> SHORT TASK
Rescale the records from their start through the line that contains "[[0, 181], [448, 181], [448, 119], [44, 128], [0, 121]]", and write all of those lines out again, requests included. Multiply each polygon vertex coordinate in the answers by 1.9 and round to whole numbers, with halves rounded up, leaving the numbers in the requests and their format samples unchanged.

> AVAILABLE RECORDS
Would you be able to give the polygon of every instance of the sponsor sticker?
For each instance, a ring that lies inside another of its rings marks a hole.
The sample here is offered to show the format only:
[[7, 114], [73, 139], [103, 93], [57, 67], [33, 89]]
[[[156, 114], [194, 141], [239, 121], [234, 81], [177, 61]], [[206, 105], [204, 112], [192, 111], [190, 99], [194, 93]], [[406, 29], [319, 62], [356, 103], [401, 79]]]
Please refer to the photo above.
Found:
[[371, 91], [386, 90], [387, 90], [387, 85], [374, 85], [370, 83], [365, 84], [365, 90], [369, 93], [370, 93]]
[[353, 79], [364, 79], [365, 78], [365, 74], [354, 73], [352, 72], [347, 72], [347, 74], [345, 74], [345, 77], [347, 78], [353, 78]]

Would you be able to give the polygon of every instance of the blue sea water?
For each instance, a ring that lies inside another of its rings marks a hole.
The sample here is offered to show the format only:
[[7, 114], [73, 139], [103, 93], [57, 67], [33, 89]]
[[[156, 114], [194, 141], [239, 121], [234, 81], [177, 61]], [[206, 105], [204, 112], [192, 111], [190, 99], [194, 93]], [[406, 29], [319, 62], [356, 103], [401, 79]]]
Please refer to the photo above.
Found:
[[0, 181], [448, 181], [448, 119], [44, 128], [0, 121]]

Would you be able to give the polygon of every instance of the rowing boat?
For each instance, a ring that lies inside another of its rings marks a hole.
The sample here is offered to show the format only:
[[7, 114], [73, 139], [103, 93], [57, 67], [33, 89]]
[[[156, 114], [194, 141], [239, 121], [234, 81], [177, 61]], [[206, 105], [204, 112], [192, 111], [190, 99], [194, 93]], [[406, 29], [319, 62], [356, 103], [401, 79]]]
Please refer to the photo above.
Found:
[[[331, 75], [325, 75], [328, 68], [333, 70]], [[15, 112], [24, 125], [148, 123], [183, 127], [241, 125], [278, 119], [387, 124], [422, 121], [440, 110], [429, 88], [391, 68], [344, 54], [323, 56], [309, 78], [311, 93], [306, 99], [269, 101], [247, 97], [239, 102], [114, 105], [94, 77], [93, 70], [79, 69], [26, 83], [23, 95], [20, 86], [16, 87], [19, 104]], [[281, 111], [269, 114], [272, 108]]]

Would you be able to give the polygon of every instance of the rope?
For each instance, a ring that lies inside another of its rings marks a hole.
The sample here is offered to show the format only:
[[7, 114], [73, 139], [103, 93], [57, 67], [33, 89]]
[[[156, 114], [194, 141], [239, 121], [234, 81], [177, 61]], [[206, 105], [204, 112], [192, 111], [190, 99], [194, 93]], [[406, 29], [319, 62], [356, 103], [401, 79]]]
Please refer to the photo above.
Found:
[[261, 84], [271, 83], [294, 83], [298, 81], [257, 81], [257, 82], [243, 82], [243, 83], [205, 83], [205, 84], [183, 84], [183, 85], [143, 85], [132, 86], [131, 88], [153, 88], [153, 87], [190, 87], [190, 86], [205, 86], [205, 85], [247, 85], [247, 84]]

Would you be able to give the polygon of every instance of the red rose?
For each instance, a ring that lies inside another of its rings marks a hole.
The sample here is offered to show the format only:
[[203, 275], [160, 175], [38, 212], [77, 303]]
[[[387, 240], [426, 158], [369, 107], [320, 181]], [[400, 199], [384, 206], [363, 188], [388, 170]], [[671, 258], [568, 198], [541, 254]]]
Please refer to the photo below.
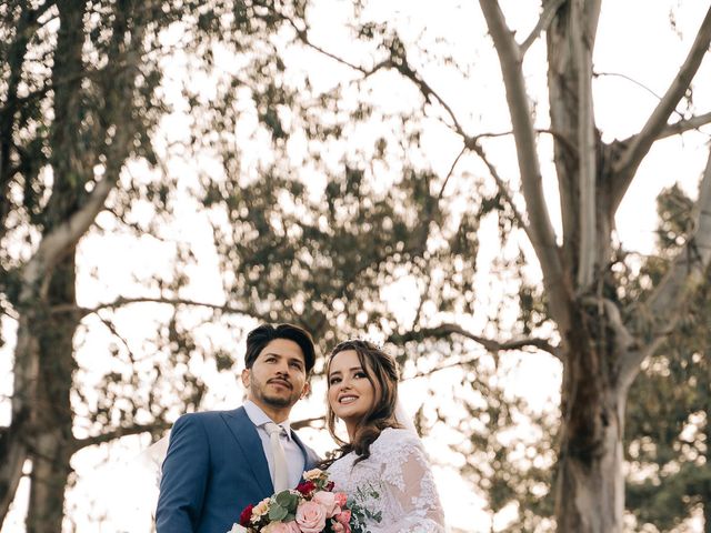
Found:
[[316, 483], [312, 481], [304, 481], [303, 483], [299, 483], [297, 485], [297, 491], [299, 491], [304, 496], [308, 496], [316, 490]]
[[240, 525], [244, 527], [249, 525], [249, 521], [252, 517], [252, 509], [254, 509], [254, 505], [250, 503], [248, 506], [244, 507], [244, 511], [240, 513]]

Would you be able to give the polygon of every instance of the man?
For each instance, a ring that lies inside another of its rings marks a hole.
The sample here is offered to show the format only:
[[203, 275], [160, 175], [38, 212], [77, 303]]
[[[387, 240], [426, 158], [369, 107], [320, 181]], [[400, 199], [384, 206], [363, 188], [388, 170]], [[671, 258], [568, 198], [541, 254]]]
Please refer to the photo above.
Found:
[[186, 414], [173, 425], [156, 511], [158, 533], [228, 532], [242, 509], [294, 487], [314, 466], [318, 456], [288, 420], [309, 391], [314, 360], [311, 335], [301, 328], [262, 324], [249, 333], [244, 405]]

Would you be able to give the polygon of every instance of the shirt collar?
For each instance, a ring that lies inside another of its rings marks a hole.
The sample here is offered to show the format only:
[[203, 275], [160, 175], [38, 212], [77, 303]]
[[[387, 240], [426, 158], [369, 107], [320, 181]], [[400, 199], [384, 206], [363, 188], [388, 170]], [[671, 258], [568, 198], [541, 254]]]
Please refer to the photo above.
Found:
[[[257, 428], [263, 426], [267, 422], [274, 422], [269, 418], [267, 413], [264, 413], [264, 411], [261, 410], [259, 405], [257, 405], [251, 400], [244, 400], [243, 408], [244, 408], [244, 411], [247, 412], [247, 416], [249, 418], [249, 420], [252, 421], [252, 424], [254, 424]], [[287, 431], [287, 436], [289, 438], [289, 440], [291, 440], [291, 422], [289, 422], [289, 419], [284, 420], [283, 422], [277, 425], [280, 425], [281, 428], [283, 428]]]

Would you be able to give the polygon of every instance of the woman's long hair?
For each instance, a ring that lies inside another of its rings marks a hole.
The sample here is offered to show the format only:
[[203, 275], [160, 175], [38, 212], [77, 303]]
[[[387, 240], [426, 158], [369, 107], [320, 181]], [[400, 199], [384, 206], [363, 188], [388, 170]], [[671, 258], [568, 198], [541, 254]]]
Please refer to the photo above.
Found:
[[361, 340], [343, 341], [333, 348], [329, 354], [326, 364], [327, 380], [329, 379], [331, 361], [340, 352], [347, 350], [353, 350], [358, 354], [360, 365], [365, 372], [368, 381], [373, 385], [374, 402], [358, 422], [352, 441], [346, 442], [336, 434], [337, 416], [327, 400], [326, 424], [340, 449], [336, 451], [333, 459], [324, 462], [326, 466], [350, 452], [356, 452], [358, 455], [357, 463], [368, 459], [370, 456], [370, 445], [380, 436], [382, 430], [385, 428], [400, 428], [395, 419], [399, 380], [395, 360], [371, 342]]

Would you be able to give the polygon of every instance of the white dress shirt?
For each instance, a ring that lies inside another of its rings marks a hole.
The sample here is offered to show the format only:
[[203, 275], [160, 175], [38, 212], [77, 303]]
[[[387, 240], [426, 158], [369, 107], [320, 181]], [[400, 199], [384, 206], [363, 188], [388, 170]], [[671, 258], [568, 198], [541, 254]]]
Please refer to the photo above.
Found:
[[[274, 422], [271, 420], [267, 413], [264, 413], [259, 405], [250, 400], [244, 401], [244, 411], [247, 412], [247, 416], [252, 421], [254, 426], [257, 428], [257, 434], [262, 441], [262, 447], [264, 449], [264, 455], [267, 456], [267, 463], [269, 464], [269, 475], [271, 479], [274, 479], [274, 457], [271, 453], [271, 443], [269, 442], [269, 434], [267, 430], [264, 430], [264, 424], [267, 422]], [[274, 422], [276, 423], [276, 422]], [[299, 444], [291, 436], [291, 424], [289, 420], [284, 420], [282, 423], [277, 424], [284, 429], [284, 432], [281, 434], [281, 445], [284, 449], [284, 454], [287, 455], [287, 466], [289, 467], [289, 485], [291, 487], [296, 487], [301, 481], [301, 475], [303, 474], [304, 469], [304, 459], [303, 452]]]

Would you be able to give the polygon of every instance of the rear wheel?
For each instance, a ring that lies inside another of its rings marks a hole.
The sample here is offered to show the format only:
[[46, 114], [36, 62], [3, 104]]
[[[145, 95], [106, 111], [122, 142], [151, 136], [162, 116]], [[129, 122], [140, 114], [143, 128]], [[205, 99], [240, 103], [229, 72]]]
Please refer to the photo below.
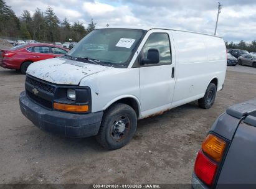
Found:
[[212, 106], [216, 97], [217, 88], [214, 83], [210, 83], [204, 96], [198, 100], [199, 107], [209, 109]]
[[136, 127], [137, 116], [134, 109], [125, 104], [114, 104], [104, 113], [96, 139], [108, 149], [117, 149], [129, 142]]
[[32, 63], [32, 62], [29, 62], [29, 61], [23, 62], [21, 67], [21, 73], [26, 74], [27, 68], [31, 63]]

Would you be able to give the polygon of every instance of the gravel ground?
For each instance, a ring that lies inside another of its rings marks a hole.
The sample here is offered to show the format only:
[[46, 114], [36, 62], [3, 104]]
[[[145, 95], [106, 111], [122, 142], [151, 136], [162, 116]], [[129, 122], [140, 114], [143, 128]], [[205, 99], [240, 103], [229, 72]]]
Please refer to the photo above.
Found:
[[236, 65], [227, 67], [228, 71], [256, 74], [256, 68], [252, 67]]
[[127, 145], [108, 151], [93, 137], [67, 139], [36, 127], [19, 110], [25, 76], [1, 68], [0, 183], [189, 183], [214, 120], [229, 106], [256, 98], [255, 78], [228, 71], [212, 108], [195, 101], [141, 120]]

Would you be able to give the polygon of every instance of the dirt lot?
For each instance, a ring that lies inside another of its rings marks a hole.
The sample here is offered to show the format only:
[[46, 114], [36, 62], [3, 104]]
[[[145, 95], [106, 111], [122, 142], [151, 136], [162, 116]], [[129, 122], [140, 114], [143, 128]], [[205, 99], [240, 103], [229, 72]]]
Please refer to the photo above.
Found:
[[256, 98], [255, 78], [228, 71], [213, 108], [193, 102], [140, 121], [128, 145], [108, 151], [93, 137], [66, 139], [33, 126], [19, 106], [25, 76], [0, 68], [0, 183], [189, 183], [212, 124], [229, 106]]

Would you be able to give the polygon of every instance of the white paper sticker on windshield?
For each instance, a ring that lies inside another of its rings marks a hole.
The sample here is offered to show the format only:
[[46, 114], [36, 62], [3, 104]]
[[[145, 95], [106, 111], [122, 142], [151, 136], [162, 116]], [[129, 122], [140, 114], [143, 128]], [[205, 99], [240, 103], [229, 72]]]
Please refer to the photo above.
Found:
[[135, 39], [133, 39], [121, 38], [119, 42], [116, 44], [116, 47], [130, 48], [135, 41]]

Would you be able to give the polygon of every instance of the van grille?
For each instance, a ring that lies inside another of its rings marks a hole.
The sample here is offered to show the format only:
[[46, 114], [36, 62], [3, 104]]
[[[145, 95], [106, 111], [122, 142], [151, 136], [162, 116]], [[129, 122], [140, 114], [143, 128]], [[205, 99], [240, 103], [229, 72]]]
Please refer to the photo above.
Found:
[[[41, 81], [39, 79], [33, 78], [27, 75], [25, 88], [27, 96], [32, 101], [46, 108], [52, 109], [52, 99], [55, 90], [55, 86], [52, 86], [50, 83], [47, 83], [45, 81]], [[34, 89], [39, 90], [39, 93], [35, 94], [33, 91]]]
[[26, 78], [26, 81], [31, 84], [32, 85], [34, 85], [35, 87], [37, 87], [37, 88], [42, 90], [46, 92], [52, 94], [54, 93], [55, 88], [54, 86], [40, 82], [27, 76]]
[[38, 96], [36, 96], [33, 93], [29, 92], [28, 90], [26, 90], [27, 95], [32, 100], [37, 103], [38, 104], [49, 109], [52, 108], [52, 103]]

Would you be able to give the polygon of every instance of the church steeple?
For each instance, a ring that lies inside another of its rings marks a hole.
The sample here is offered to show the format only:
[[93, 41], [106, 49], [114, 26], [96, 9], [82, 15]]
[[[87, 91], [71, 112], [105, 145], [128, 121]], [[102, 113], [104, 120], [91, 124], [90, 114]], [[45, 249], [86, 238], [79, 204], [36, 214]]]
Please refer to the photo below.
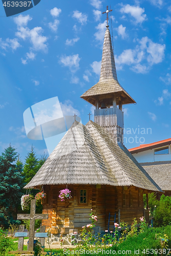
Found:
[[101, 69], [99, 81], [106, 81], [114, 79], [118, 81], [116, 69], [114, 55], [111, 45], [111, 40], [109, 26], [106, 25], [106, 30], [104, 39]]
[[[117, 75], [111, 36], [107, 25], [104, 37], [99, 82], [81, 96], [96, 106], [94, 122], [105, 128], [116, 143], [123, 143], [124, 119], [122, 105], [136, 103], [119, 83]], [[118, 106], [118, 108], [117, 107]]]
[[101, 106], [102, 102], [105, 102], [106, 105], [113, 105], [114, 99], [116, 105], [136, 103], [118, 80], [108, 27], [109, 26], [107, 24], [99, 81], [81, 96], [81, 98], [94, 106], [97, 105], [98, 101], [99, 108]]

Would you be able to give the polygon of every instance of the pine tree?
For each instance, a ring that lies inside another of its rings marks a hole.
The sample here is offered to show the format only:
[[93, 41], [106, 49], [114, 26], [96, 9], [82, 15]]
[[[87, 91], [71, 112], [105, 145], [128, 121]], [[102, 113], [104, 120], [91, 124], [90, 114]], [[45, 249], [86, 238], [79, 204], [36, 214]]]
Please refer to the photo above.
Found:
[[9, 220], [14, 222], [20, 203], [23, 177], [22, 163], [15, 163], [17, 155], [10, 145], [0, 156], [0, 226], [7, 226]]
[[34, 147], [32, 146], [31, 146], [31, 150], [28, 153], [25, 160], [23, 170], [24, 182], [27, 184], [39, 170], [39, 160], [35, 156], [35, 153], [34, 152]]

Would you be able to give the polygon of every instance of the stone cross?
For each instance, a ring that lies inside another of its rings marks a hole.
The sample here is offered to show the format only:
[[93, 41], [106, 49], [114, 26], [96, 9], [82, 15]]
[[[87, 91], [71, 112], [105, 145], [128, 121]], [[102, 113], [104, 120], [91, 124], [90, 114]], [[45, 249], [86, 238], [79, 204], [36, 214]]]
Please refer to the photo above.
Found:
[[35, 200], [31, 200], [30, 214], [17, 214], [17, 220], [30, 220], [29, 240], [28, 250], [32, 251], [34, 245], [35, 220], [48, 219], [48, 214], [35, 214]]

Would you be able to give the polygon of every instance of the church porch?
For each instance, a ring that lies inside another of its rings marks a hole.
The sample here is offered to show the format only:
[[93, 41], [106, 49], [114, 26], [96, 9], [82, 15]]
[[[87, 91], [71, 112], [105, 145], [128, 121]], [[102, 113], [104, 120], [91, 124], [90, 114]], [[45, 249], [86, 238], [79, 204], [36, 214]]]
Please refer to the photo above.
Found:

> PROBLEM SOLUTION
Would you be able to give the polygon of every instance of the sponsor sticker?
For each instance, a ring that lies inside another of its rings marks a hole.
The sample here is offered to show the format only:
[[7, 114], [73, 139], [103, 93], [57, 67], [33, 89]]
[[[156, 114], [194, 141], [239, 121], [234, 81], [177, 61]], [[206, 105], [204, 112], [192, 111], [190, 99], [194, 93]], [[406, 29], [319, 62], [356, 103], [401, 79]]]
Please refer to the photo above.
Found:
[[705, 173], [733, 171], [735, 171], [735, 162], [711, 162], [703, 158], [694, 160], [694, 171], [701, 177], [703, 177]]
[[671, 150], [692, 150], [694, 148], [694, 141], [673, 139], [669, 137], [659, 137], [659, 141], [656, 141], [656, 146], [659, 148], [671, 148]]

Would you be able to give the polygon of every instance of the blue sea water?
For each instance, a ring that lies inside another of its rings marks a hole.
The sample here is offered to show the format only:
[[7, 114], [73, 139], [103, 93], [57, 67], [33, 89]]
[[[156, 114], [194, 141], [239, 121], [234, 81], [177, 61]], [[206, 105], [204, 112], [192, 111], [190, 99], [194, 93]], [[406, 29], [319, 62], [356, 103], [401, 79]]]
Please refer to the photo above.
Found:
[[0, 344], [851, 344], [851, 226], [84, 243], [0, 230]]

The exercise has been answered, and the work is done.